** Page text **

******

OUR DEMOCRACY'S NEW CLOTHES: When the moderators challenged some lunatic claims...

THURSDAY, SEPTEMBER 19, 2024

...a powerful empire fought back: When Candidates Kennedy and Nixon debated, they did so at the dawn of the modern political era.

In real time, Theodore White had a complaint—a complaint about the new shape of the public discourse as this new era came into being.

As we noted yesterday, this was the general shape of White's complaint:

White thought that Kennedy's initial statement about Quemoy and Matsu "was probably one of the sharpest and clearest responses to any question of the [four] debates." But the candidate had only been given two-and-a-half minutes to state his view about this central issue of the day.

In White's assessment, two-and-a-half minutes only permitted that well-versed candidate the chance to offer "a snatch of naked thought and a spatter of raw facts." 

And then, things got even worse. 

One week later, on Columbus Day, Kennedy offered an "extraordinarily lucid half-hour speech on Quemoy and Matsu in New York." But when the candidate presented that speech, only three newspapers in the whole country published the full text of his lucid address!

Today, no newspaper would even dream of publishing some such text, not even in online editions. In White's assessment, the fact that only three newspapers had done so was a sign of how bad things had already become. 

In Tuesday's report, we posted the full text of Candidate Kennedy's statement in that second debate. It was only two-and-a-half minutes long, but it was crammed with detailed information and with references to the actions and the views of statesmen of the day.

In White's view, that statement by Kennedy in that debate barely scratched the surface of the candidate's relevant thinking and knowledge. Our question to you is this: 

Could Theodore White have imagined the day in which a major party nominee, in a televised presidential debate, would offered a statement like this as part of the two (2) minutes he had been allotted?

******

** Given records **

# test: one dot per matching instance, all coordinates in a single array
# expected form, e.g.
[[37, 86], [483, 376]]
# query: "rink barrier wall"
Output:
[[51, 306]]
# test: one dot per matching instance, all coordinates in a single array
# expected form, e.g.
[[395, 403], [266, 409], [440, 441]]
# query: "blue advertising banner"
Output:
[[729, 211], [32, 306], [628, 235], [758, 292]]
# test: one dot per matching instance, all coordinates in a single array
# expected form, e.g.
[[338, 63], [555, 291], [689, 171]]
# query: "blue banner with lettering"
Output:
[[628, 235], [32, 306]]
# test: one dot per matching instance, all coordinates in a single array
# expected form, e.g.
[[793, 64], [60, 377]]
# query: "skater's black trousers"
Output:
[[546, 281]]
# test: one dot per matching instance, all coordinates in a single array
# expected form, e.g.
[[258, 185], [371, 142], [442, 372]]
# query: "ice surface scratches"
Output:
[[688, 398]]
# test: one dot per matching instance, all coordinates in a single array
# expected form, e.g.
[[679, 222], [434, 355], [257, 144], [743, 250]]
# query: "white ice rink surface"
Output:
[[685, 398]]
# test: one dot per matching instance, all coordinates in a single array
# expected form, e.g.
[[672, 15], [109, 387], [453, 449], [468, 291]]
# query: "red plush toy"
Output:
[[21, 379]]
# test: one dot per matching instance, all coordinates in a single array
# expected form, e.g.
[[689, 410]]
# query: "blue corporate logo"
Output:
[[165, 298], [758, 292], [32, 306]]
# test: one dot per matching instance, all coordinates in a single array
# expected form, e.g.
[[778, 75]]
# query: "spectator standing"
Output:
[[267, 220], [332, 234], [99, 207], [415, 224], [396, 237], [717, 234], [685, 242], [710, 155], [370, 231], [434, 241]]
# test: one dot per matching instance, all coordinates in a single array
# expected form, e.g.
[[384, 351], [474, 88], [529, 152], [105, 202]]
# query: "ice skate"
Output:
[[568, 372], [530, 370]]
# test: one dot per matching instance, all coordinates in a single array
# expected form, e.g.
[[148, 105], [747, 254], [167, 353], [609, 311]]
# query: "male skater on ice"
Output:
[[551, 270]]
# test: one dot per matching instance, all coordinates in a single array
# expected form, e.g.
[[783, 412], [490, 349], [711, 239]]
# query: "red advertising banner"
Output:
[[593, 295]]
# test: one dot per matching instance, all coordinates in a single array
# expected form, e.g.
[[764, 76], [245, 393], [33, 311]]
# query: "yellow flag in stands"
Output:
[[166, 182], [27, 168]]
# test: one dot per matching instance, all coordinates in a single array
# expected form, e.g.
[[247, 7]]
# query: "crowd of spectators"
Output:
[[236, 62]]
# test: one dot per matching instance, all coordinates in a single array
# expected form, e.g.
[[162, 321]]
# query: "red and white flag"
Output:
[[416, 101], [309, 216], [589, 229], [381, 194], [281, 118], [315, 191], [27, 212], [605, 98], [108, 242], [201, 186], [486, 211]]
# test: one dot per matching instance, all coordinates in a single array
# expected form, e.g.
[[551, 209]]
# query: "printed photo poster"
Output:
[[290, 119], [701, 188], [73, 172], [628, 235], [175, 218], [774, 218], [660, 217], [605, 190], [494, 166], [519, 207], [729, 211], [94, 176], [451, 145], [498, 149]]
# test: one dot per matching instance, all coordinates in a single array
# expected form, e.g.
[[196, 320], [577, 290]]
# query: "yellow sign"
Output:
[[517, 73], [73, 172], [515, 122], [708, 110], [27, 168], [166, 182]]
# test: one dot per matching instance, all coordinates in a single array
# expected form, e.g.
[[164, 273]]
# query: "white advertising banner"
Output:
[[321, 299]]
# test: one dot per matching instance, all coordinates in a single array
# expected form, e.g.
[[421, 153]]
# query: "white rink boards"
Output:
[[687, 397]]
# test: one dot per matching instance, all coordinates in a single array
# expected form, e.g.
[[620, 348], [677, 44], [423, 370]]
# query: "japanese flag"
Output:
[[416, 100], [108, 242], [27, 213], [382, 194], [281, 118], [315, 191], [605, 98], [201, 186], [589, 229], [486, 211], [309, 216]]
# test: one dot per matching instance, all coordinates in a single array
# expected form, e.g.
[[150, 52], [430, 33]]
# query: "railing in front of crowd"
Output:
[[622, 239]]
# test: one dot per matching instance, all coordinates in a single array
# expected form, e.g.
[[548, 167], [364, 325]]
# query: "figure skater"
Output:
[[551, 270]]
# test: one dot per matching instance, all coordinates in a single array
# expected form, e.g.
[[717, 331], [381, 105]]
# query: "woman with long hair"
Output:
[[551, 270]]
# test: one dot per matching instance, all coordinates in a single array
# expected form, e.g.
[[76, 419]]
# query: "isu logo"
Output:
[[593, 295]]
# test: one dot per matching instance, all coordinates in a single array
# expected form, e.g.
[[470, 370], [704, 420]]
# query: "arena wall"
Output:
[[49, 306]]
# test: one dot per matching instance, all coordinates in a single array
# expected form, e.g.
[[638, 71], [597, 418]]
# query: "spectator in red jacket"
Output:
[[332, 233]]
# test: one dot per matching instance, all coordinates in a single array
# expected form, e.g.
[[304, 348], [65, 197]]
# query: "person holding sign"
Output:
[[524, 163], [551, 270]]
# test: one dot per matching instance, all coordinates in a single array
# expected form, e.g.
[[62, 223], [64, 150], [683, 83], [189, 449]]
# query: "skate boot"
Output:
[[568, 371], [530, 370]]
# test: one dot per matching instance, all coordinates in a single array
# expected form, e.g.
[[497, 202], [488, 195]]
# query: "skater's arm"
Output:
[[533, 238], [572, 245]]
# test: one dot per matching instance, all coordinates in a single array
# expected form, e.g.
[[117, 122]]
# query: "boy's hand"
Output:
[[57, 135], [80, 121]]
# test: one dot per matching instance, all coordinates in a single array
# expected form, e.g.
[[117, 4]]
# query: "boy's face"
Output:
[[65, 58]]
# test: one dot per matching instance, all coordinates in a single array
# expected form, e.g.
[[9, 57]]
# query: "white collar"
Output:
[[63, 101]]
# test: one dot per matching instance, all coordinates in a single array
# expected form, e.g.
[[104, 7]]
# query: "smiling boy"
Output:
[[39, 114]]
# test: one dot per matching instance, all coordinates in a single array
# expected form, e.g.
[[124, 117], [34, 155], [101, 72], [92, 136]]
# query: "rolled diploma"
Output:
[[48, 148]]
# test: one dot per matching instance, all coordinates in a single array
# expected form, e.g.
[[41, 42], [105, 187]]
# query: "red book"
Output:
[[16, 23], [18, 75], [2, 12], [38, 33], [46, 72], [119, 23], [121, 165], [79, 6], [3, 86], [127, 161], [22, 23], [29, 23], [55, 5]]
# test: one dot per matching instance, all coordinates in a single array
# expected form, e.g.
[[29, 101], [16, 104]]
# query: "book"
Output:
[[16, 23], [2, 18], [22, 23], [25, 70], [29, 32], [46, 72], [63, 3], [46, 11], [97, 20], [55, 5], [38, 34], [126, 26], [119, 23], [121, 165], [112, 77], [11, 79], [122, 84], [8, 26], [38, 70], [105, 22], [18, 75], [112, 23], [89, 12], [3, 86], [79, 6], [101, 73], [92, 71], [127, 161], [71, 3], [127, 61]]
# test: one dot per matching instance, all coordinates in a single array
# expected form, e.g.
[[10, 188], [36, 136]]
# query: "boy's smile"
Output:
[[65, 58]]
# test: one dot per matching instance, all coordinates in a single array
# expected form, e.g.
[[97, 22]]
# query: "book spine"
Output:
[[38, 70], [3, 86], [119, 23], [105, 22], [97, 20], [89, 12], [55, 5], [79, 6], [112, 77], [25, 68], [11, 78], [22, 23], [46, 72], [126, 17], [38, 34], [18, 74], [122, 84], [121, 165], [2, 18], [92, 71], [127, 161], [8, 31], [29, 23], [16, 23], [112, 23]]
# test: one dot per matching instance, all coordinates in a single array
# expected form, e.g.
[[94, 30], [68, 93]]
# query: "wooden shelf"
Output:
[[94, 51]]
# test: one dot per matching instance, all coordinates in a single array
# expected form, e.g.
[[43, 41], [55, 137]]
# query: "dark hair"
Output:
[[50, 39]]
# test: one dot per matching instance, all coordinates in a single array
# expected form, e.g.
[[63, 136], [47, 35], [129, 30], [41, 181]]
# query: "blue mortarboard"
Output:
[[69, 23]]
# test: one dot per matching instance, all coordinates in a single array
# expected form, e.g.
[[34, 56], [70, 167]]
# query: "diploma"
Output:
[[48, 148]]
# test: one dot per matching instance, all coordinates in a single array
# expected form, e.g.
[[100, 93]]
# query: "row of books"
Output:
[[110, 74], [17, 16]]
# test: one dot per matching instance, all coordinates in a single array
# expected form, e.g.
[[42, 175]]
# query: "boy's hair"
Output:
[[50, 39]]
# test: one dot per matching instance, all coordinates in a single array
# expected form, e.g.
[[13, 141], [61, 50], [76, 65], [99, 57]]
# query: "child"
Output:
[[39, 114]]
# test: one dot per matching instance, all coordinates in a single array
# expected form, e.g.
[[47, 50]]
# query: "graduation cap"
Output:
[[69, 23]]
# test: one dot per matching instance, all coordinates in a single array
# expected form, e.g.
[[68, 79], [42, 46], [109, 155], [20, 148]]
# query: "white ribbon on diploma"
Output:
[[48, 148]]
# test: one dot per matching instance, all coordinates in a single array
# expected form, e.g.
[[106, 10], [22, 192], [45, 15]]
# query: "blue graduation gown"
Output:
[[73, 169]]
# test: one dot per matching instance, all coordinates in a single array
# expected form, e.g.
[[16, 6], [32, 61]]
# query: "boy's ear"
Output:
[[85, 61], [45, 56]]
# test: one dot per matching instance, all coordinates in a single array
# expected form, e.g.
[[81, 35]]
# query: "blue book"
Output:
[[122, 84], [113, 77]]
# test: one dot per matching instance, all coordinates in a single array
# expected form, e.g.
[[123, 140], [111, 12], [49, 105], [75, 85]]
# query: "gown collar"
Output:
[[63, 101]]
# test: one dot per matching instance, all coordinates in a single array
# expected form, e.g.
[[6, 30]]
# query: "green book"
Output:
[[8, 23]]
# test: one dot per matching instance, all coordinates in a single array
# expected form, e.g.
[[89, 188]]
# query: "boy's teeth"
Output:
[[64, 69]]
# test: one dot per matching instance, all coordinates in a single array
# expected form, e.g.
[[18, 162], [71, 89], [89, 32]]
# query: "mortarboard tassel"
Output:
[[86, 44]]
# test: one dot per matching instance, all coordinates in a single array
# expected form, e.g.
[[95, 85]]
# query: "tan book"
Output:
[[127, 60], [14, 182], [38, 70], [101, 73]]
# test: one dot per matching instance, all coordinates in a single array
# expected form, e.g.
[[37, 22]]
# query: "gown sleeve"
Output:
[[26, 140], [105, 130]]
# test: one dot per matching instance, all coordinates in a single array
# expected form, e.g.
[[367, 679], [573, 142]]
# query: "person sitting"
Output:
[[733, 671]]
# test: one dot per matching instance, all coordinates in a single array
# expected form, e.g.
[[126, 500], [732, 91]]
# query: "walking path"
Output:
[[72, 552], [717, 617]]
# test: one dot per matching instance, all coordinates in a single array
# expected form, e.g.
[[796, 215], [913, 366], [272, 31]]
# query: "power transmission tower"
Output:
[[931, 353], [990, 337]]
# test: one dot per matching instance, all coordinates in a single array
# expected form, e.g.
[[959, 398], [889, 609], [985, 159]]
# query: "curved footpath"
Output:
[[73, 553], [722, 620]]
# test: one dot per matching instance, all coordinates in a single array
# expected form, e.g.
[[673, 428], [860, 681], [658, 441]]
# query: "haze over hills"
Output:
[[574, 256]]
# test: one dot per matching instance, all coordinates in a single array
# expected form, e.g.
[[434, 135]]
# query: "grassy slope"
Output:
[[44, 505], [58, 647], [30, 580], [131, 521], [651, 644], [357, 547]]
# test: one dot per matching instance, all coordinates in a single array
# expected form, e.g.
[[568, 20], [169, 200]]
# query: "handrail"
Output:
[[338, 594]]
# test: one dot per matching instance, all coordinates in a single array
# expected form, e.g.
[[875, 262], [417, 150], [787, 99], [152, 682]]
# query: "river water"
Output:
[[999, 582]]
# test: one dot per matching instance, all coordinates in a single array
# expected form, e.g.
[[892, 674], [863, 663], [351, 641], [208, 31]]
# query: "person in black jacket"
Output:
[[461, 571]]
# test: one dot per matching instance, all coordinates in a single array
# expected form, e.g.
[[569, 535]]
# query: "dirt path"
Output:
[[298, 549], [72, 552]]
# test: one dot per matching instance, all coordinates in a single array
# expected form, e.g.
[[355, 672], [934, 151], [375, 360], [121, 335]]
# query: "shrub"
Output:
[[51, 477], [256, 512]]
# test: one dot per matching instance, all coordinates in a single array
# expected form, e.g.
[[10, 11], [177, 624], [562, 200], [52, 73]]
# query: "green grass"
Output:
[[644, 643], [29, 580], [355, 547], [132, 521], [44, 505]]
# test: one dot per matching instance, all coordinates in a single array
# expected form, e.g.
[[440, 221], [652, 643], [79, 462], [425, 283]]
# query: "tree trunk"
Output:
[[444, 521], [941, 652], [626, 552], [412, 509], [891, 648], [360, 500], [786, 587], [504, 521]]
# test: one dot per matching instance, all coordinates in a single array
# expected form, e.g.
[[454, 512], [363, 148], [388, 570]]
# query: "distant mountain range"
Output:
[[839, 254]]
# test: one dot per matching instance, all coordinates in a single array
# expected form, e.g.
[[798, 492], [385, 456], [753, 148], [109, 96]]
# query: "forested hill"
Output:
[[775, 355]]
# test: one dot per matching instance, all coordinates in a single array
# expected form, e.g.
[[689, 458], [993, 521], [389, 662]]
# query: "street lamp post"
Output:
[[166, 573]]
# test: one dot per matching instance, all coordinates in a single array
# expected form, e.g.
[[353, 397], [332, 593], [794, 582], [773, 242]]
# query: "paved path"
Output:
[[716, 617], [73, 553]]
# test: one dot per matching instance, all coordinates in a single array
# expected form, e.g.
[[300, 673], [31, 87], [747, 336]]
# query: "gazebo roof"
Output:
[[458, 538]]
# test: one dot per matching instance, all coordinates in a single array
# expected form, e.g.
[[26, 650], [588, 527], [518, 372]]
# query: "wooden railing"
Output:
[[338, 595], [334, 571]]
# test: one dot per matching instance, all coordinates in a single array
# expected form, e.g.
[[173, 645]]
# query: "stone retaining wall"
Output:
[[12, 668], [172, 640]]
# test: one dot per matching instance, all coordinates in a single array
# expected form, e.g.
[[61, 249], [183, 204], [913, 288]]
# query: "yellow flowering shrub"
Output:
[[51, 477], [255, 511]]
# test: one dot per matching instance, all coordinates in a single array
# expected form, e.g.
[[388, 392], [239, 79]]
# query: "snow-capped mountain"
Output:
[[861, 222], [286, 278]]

******

** The tasks **
**A)** According to the column, how many newspapers published the full text of Kennedy's Columbus Day speech on Quemoy and Matsu?
**B)** Pull out each line of the entries that contains the word "railing".
The entries bear no relation to the column.

** Exercise responses **
**A)** Only three newspapers in the whole country published it.

**B)**
# query: "railing in front of crowd"
# query: "wooden railing"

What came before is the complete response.